• [Task statement] Starting at the first row and ending at the row containing "[944,30,962,63]", write those rows out again with "picture" switched to "image" and everything else left as it is.

[Stored data entries]
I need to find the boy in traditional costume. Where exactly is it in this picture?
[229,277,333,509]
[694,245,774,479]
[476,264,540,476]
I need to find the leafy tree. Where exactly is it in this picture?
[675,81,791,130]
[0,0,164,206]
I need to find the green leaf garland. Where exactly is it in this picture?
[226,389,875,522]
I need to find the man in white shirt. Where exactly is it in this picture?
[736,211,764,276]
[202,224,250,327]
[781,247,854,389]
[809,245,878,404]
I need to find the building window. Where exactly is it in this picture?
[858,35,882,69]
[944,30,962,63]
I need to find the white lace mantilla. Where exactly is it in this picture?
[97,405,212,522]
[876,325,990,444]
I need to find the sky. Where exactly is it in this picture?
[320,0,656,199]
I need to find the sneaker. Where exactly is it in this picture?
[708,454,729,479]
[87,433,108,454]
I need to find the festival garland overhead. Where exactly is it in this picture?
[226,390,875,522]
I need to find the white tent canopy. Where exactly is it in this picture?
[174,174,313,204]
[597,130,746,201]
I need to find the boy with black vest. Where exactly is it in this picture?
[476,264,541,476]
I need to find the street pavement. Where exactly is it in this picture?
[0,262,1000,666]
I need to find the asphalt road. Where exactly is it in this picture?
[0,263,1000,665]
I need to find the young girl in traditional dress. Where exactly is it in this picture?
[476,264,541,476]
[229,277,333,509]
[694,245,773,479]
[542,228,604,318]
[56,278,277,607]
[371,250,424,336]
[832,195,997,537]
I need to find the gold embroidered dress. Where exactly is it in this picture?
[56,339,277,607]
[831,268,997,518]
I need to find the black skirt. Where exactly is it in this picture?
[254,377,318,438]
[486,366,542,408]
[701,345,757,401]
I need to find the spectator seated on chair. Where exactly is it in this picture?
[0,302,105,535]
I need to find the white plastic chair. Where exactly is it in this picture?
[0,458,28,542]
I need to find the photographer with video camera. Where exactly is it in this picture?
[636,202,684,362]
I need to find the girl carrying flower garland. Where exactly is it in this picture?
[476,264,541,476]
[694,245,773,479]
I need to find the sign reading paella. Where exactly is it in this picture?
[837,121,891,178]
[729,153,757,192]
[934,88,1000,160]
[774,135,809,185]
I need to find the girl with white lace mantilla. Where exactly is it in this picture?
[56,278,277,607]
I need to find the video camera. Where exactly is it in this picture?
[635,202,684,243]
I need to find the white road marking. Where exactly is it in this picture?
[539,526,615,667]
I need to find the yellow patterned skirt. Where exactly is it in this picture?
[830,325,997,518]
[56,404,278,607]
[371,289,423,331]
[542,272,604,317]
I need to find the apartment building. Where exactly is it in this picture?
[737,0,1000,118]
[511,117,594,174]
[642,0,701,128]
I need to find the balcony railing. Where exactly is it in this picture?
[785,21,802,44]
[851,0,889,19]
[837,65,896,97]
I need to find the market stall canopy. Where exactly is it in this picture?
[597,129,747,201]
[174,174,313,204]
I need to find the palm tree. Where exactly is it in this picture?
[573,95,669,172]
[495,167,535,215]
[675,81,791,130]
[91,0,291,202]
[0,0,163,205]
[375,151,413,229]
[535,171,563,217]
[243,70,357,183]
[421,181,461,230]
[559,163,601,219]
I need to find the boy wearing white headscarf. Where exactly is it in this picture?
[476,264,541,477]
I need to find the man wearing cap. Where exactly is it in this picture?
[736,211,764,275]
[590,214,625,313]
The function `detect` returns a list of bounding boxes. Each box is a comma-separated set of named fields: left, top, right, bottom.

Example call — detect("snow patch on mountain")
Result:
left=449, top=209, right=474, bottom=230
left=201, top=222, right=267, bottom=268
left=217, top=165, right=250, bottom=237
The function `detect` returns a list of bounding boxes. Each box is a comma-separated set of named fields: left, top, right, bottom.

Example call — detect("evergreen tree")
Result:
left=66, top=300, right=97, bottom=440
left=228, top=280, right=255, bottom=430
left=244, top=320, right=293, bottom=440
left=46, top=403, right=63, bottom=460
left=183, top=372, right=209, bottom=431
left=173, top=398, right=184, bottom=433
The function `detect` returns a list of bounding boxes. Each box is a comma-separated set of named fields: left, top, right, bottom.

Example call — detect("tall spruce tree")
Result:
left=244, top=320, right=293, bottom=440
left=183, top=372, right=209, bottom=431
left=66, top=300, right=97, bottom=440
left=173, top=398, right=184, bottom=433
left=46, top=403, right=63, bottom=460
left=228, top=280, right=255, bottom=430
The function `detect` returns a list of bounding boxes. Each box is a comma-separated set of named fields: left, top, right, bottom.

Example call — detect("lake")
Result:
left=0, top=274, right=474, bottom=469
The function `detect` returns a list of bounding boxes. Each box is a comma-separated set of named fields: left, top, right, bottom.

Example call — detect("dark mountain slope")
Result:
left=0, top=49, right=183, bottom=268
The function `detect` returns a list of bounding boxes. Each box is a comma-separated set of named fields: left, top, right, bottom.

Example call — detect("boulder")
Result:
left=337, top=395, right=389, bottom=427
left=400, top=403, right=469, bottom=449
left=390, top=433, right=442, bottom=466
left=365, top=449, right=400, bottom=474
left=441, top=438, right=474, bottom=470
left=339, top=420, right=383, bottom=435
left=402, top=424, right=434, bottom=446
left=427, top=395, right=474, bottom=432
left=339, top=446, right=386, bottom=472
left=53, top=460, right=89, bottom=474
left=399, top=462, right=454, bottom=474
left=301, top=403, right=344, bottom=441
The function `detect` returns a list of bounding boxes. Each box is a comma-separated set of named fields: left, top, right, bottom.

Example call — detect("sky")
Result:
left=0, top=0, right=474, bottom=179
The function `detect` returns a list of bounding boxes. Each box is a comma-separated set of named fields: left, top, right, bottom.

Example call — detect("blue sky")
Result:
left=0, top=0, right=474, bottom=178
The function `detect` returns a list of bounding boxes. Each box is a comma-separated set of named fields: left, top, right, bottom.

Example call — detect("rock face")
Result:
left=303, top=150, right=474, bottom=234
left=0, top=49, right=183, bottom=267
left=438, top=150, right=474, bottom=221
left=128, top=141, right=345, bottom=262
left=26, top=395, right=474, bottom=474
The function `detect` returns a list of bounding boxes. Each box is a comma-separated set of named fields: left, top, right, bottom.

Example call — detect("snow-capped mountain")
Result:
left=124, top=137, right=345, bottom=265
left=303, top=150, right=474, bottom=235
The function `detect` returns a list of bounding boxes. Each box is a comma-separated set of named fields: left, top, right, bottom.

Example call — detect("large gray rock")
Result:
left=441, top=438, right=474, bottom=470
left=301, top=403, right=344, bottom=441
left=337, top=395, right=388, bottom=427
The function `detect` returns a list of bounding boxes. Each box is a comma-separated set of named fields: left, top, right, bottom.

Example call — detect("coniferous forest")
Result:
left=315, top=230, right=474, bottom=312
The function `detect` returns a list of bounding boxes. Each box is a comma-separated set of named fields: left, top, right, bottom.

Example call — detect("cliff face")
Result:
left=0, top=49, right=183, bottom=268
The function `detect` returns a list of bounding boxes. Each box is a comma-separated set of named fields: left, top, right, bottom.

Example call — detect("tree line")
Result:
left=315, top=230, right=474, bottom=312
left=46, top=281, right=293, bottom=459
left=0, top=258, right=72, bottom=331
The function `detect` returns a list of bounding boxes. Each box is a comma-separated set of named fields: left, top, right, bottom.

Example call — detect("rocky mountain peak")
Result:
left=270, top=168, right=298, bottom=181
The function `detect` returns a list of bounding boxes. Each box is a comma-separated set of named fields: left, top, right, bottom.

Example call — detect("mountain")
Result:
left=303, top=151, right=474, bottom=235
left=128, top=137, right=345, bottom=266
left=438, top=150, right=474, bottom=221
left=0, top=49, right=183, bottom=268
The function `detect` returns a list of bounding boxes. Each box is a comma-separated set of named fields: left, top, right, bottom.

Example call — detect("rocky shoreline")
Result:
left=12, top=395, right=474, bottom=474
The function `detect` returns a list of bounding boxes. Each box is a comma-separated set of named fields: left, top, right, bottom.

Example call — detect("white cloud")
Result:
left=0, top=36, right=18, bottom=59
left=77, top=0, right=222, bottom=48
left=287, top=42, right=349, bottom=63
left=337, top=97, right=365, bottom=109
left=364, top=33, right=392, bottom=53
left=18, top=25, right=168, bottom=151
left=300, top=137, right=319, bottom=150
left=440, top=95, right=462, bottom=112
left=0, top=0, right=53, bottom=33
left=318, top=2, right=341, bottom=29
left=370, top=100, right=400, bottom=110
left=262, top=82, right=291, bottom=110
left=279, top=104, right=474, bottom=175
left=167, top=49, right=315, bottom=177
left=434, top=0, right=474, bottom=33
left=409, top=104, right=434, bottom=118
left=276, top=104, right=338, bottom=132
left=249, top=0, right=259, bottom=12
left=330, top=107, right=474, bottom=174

• [Finished answer]
I need to find the boy in traditional costume. Where exactly is it in this image?
[229,277,333,509]
[694,245,774,479]
[476,264,540,476]
I need to find the leafy tree. Where exactly is it in this image?
[675,81,791,130]
[0,0,164,206]
I need to find the green leaf garland. Where exactly is it in this image?
[226,389,875,522]
I need to find the man in white shirt. Where exactly is it in this image?
[736,211,764,276]
[202,224,250,327]
[781,247,854,389]
[809,245,878,404]
I need to find the building window. Where exactly is it in this image?
[858,35,882,69]
[944,30,962,63]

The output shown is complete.